» WHAT NEEDS TO BE DONE
How many lines in the records below contain the string "dirt"? Case counts. Reply with the number only.

» MATERIAL FOR THIS TASK
— start —

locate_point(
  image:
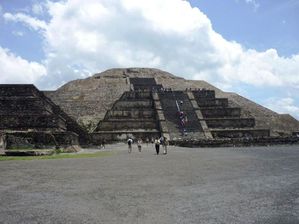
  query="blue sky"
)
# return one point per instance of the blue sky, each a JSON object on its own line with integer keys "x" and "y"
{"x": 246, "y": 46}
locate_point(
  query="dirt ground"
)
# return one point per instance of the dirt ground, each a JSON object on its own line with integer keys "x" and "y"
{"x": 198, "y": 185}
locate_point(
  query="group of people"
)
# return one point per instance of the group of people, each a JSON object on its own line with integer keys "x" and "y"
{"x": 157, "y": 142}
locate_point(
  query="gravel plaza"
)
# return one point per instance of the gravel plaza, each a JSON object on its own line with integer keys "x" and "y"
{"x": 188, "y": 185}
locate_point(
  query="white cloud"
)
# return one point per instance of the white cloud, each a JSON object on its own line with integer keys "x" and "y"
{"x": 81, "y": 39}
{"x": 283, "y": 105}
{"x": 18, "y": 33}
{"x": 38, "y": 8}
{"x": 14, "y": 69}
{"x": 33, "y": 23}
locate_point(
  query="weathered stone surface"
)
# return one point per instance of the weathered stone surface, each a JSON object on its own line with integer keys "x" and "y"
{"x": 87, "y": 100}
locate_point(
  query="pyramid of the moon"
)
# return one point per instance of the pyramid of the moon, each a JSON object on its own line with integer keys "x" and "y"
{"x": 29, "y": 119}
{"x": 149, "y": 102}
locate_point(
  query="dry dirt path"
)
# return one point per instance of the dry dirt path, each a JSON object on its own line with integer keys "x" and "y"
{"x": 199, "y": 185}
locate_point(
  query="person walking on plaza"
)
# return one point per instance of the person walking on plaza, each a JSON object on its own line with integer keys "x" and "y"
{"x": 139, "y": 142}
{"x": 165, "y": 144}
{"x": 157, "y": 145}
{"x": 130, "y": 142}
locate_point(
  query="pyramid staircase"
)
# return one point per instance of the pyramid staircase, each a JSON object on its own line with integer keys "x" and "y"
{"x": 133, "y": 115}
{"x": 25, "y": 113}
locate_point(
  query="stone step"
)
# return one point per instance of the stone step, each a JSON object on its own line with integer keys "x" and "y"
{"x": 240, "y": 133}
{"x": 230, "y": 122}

— end —
— start —

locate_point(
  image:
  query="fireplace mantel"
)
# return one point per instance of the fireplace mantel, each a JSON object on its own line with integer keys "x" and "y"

— end —

» THE RESPONSE
4